Task to complete
Count how many lines in the records below contain the string "ymin", with case mattering, and reply with that number alone.

___ Records for the exercise ___

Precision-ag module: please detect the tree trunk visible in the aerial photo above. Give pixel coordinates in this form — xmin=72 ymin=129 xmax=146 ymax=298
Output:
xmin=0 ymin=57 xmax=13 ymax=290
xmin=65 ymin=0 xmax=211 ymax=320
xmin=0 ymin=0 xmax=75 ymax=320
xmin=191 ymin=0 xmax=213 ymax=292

___

Solution to the problem
5